- Tasks to carry out
[1] In the winter mountain biking post below, what does the writer call a more realistic goal than completely dry feet?
[2] Write the next part of the winter mountain biking post below, picking up right after its final sentence.

- Document extract
——
Pedaling your mountain bike on a cold wintry day is one of the ways to be happy when it’d be easier to be grumpy. It’s a great way to get your body generating heat and warming you up. But nothing gets in the way of all that than having cold, damp feet. In this post, I’ll list down 8 actionable tips for keeping your feet dry mountain biking.
Related: Types of Bicycles
Accept Your Feet Will Rarely Be Completely Dry
Looking for cycling shoes/boots, socks, or anything else that’ll keep your feet completely warm and dry just isn’t smart.
As long as you’re riding wet trails and occasionally splashing puddles, chances are some of the water will get in. That means your feet will get damp some of the time. It’s more realistic to shoot for wet, warm feet.
8 Ways to Keep Your Feet Warm Mountain Biking
Let’s dive right in.
1. Buy Good Cycling Shoes for Winter Riding
When riding your mountain bike on a day dominated by sub-zero/freezing temperatures, nothing feels nicer than warmth in your feet. That’s why you need to invest in a pair of the best winter shoes for mountain biking.
——
- Dataset excerpt
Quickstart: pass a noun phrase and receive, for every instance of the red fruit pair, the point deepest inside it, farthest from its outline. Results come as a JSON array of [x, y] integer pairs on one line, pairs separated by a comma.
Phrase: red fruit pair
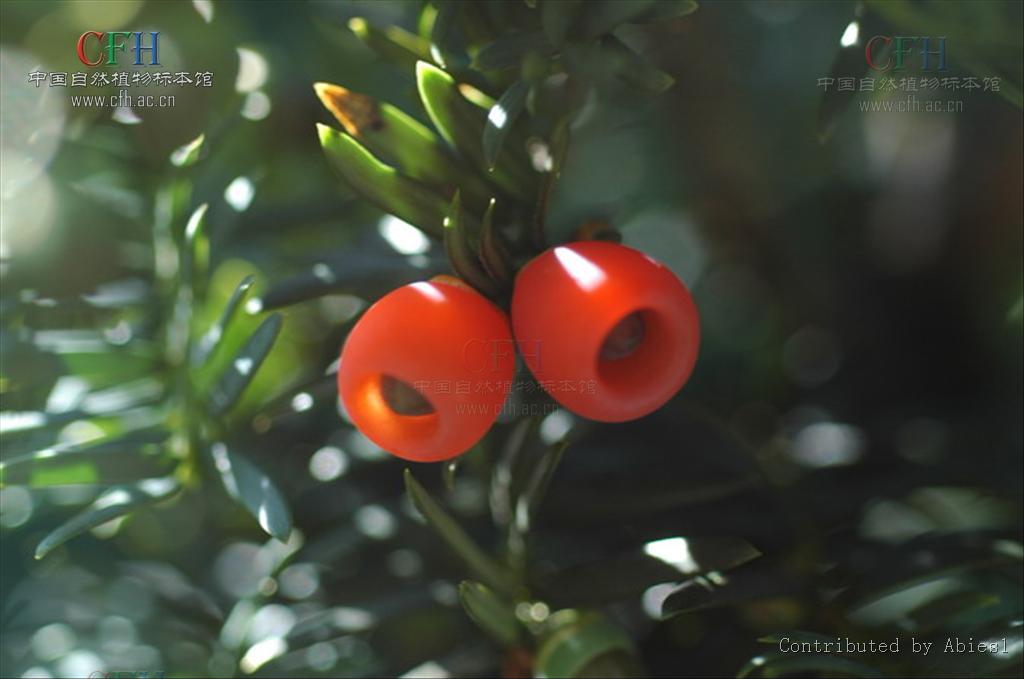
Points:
[[610, 333]]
——
- Outputs in order
[1] Wet, warm feet.

[2]
The best of the finest winter cycling shoes for MTB are almost always pricey. Even worse, they’re winter-specific shoes. That means these shoes can bake your feet if worn for summer riding.
But if you’re willing to look beyond a high price tag and the shoes being somewhat limited, there’s a boatload of great options out there.
Read a few real-world reviews before buying, though. Make sure to pick up shoes that actually keep cold feet warm even on the harshest days in the mountains.
2.Wear Waterproof MTB Socks
Waterproof socks such as knee-high sealskins are an effective way to keep your feet warm and dry. Knee-high waterproof sealskins are tall enough and water has a hard time getting in. Especially if you wear these waterproof socks under tights.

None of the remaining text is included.